== Directions for this task ==
In the article about the drive-by Pride parade, write out the passage starting at "Leading up to" and ending after "and Pride messages.", swapping "T-shirts" for "sweatshirts".

== Document extract ==
Soren Peterson had looked forward to 2020’s Pride celebrations all year. The 13-year-old Reeds Brook Middle School eighth-grader had attended several events in the past, but this would have been the first year he was taking part as an openly gay teenager.
COVID-19 changed all that when large gatherings around Maine, including annual Pride parades, were canceled to help control the spread of the virus.
But his younger brother Bodie Peterson, 11, was not about to let a pandemic get in the way of his brother’s pride celebrations. So, unbeknownst to Soren Peterson, Brodie and two of their neighborhood friends organized a drive-by pride parade last week.
“I thought it would be nice for Soren to have his parade for the first time he was out for Pride,” Bodie Peterson said. “So I decided to bring the parade to him as a socially distancing event.”
Bodie Peterson used social media to organize the event and managed to keep it under wraps until two days before the parade.

Leading up to the parade Bodie Peterson, Soren Peterson and their parents Kevin Peterson and Amanda Sidell placed rainbow pride flags around their house and tie-dyed 50 T-shirts with rainbow colors and Pride messages.
Soren Peterson said he thought those decorations were going to be the extent of his Pride celebrations this year.
“But then my parents told me there was going to be more,” Soren Peterson said. “I asked them ‘are we going to paint the house like a rainbow?’ and that’s when they told me about the parade.”

== Supplied information ==
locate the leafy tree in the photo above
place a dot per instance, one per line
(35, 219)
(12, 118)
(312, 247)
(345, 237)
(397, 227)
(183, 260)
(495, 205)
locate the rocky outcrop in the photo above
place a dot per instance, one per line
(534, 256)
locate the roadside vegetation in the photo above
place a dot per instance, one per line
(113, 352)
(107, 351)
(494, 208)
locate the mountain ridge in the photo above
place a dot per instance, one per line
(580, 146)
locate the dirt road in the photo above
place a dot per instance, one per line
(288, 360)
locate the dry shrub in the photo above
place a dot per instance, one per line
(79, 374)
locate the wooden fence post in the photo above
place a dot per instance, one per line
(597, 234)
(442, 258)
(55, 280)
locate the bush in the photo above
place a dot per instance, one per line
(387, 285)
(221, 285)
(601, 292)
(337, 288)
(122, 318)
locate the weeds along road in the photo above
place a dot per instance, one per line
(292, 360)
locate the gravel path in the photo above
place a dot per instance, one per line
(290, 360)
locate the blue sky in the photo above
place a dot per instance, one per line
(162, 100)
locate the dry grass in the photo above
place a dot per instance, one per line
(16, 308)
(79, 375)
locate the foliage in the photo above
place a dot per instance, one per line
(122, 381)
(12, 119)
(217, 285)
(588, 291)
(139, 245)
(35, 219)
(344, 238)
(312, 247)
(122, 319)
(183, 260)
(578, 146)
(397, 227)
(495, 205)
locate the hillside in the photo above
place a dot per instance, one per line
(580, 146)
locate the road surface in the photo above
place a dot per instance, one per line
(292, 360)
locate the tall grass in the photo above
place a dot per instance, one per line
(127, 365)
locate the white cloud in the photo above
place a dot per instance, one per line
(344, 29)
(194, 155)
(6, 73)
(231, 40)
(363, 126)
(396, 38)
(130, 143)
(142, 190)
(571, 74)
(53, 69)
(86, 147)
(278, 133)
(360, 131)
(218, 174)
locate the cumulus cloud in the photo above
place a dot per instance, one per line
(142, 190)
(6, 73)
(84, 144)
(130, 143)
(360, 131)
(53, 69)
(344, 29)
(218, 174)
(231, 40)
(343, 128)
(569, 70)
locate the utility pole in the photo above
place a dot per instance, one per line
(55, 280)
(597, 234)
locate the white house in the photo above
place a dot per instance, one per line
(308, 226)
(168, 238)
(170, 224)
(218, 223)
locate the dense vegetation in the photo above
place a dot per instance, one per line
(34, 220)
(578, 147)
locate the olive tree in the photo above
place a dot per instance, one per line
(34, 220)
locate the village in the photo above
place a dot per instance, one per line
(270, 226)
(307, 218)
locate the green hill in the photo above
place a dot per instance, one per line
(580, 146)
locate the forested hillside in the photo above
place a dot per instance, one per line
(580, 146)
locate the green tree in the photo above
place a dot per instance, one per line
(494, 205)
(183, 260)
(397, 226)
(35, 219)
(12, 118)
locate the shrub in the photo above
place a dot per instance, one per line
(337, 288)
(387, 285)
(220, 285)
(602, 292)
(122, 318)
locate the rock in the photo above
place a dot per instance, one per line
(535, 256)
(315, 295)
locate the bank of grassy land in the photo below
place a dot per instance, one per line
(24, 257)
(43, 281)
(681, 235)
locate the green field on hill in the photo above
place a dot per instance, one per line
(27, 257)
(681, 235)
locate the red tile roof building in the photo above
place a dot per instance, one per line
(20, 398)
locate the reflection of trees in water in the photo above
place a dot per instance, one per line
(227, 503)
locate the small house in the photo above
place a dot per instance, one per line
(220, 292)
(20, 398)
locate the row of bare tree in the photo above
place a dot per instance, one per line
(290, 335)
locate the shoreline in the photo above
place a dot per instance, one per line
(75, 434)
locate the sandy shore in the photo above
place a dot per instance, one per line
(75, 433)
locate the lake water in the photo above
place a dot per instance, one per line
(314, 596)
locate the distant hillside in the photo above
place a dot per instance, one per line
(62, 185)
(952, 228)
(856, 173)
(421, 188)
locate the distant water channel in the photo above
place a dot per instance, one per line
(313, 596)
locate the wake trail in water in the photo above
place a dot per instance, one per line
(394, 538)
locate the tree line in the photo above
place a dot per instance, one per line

== Solution to this problem ==
Leading up to the parade Bodie Peterson, Soren Peterson and their parents Kevin Peterson and Amanda Sidell placed rainbow pride flags around their house and tie-dyed 50 sweatshirts with rainbow colors and Pride messages.